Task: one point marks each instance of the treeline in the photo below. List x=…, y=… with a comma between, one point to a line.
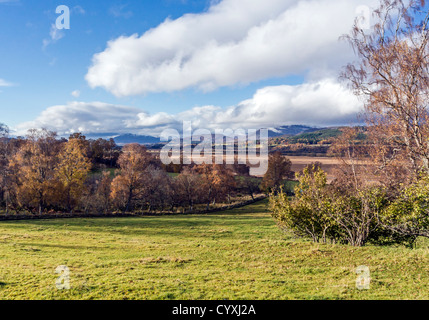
x=42, y=173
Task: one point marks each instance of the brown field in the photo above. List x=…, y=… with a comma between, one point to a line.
x=328, y=164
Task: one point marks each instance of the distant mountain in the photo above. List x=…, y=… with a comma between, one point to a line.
x=122, y=139
x=133, y=138
x=291, y=131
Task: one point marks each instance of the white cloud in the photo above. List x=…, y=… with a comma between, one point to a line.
x=118, y=11
x=82, y=117
x=234, y=42
x=55, y=34
x=324, y=102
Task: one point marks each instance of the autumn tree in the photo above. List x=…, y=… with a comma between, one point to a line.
x=128, y=185
x=279, y=169
x=4, y=164
x=188, y=186
x=392, y=77
x=34, y=167
x=72, y=170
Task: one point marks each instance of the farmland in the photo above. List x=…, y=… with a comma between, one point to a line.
x=239, y=254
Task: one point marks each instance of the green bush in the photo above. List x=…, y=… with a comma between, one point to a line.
x=354, y=216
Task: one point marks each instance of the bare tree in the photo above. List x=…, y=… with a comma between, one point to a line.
x=392, y=75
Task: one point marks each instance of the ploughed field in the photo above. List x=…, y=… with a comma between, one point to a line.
x=239, y=254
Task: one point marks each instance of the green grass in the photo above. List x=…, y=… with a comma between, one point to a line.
x=240, y=254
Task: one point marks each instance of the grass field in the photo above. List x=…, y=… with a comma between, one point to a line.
x=240, y=254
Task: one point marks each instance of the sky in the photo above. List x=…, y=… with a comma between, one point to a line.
x=144, y=66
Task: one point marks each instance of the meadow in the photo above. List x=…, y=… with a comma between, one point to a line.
x=237, y=254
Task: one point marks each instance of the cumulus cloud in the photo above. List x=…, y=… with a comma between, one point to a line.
x=325, y=102
x=94, y=117
x=55, y=34
x=234, y=42
x=76, y=93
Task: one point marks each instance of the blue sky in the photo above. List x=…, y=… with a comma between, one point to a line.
x=217, y=63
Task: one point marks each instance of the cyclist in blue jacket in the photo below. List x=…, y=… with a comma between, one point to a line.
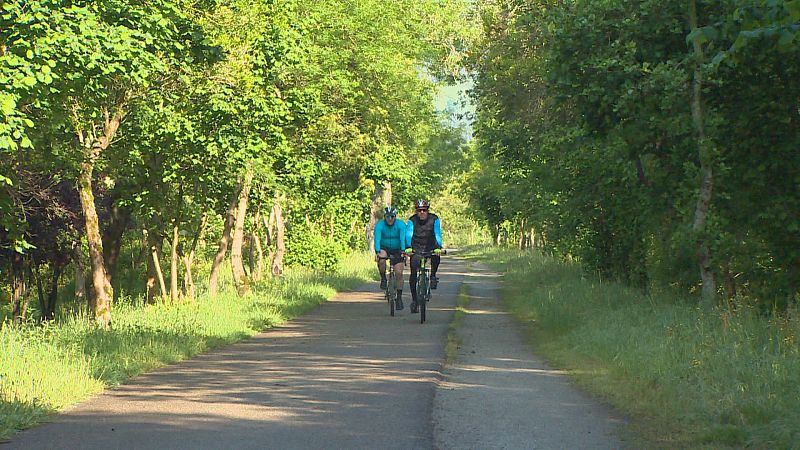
x=390, y=240
x=423, y=234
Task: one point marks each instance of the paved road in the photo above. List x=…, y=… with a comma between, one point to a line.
x=498, y=395
x=345, y=376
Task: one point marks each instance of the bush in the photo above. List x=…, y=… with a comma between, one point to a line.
x=308, y=248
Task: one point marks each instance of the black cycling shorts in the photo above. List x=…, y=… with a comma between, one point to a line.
x=395, y=256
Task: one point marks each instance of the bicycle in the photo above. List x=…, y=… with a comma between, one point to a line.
x=390, y=293
x=424, y=283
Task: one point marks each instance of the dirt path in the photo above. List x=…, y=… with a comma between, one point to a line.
x=498, y=395
x=345, y=376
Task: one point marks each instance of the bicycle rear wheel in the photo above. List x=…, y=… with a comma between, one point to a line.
x=422, y=289
x=391, y=292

************

Please output every row above as a JSON list of strings, one string per line, with blank lines skipped and the pictures left out.

[
  "Task: one point marks each instance of the treeline in the photo below. List x=…, y=… with a comma between, one point to a line.",
  "x=42, y=173",
  "Task: one point marks each instance of the brown field in the photo above. List x=…, y=… with a comma between, one point to a line.",
  "x=328, y=164",
  "Task: one point marks each instance of the distant mountain in the photo above. List x=…, y=… with a comma between, one point to a line.",
  "x=122, y=139",
  "x=133, y=138",
  "x=291, y=131",
  "Task: one point marks each instance of the white cloud in the photo above. List x=…, y=… with a comma between, one point to a line.",
  "x=118, y=11",
  "x=82, y=117",
  "x=234, y=42",
  "x=55, y=34",
  "x=324, y=102",
  "Task: one point marks each instance of the autumn tree in the photo above. List x=…, y=… with a comma between, one point to a line.",
  "x=128, y=185",
  "x=279, y=169",
  "x=4, y=164",
  "x=188, y=186",
  "x=392, y=77",
  "x=34, y=167",
  "x=72, y=170",
  "Task: one point marks each instance of the farmland in the photo above. List x=…, y=… with a comma between, one point to a line.",
  "x=239, y=254",
  "Task: one point marks each instance of the green bush in the photo above. List x=…, y=… with a comma between, one point to a line.",
  "x=354, y=216",
  "Task: one point marks each instance of the bare tree in the photo above. List x=…, y=… with a comma between, one point to a line.",
  "x=392, y=75",
  "Task: one point marks each instance of the ploughed field in the photo above. List x=…, y=… with a comma between, one point to a line.",
  "x=239, y=254",
  "Task: one point marks each instance of the green grass in the photo above. List x=…, y=… with a comma between, one point to a line.",
  "x=240, y=254",
  "Task: one point marks each instance of the grass field in the photo above. List x=…, y=… with a comma between, one point to a line.",
  "x=240, y=254",
  "Task: one point marks each instance of the sky in the photo above. List x=…, y=… with a comma between, one point to a line.",
  "x=144, y=66",
  "Task: one point marks each instance of the meadow in the photo above. List x=…, y=… with a comma between, one point to a line.",
  "x=237, y=254",
  "Task: one point marks each instance of the cumulus cloud in the photo above. List x=…, y=… with a comma between, one point to a line.",
  "x=325, y=102",
  "x=94, y=117",
  "x=55, y=34",
  "x=234, y=42",
  "x=76, y=93",
  "Task: one point marks each instance of the blue sky in the photo above. List x=…, y=… with a comma between, one point to a line.",
  "x=217, y=63",
  "Task: one point marks each instance of the cyclist in blue jacket in the photo below. List x=…, y=… with a comma between, one point to a line.",
  "x=390, y=240",
  "x=423, y=234",
  "Task: one point marks each instance of the paved road in the photo above. List x=…, y=… with a comma between, one point to a line.",
  "x=498, y=395",
  "x=345, y=376",
  "Task: one point marks each instance of the bush in the photo above. List x=…, y=… with a comma between, one point to a line.",
  "x=308, y=248",
  "Task: one point marks each instance of the black cycling shorts in the photo above. List x=…, y=… with a comma between, one point to a line.",
  "x=395, y=256",
  "Task: one point marks each instance of the bicycle in the photo above. List x=…, y=… with a comma between, one point to a line.",
  "x=390, y=293",
  "x=424, y=283",
  "Task: one point marks each instance of the dirt path in the photo above. List x=…, y=… with a comma between, one point to a line.",
  "x=498, y=395",
  "x=345, y=376",
  "Task: one point marks each instance of the bicycle rear wheel in the photo above. List x=…, y=… with a comma between, one point to a line.",
  "x=422, y=289",
  "x=391, y=292"
]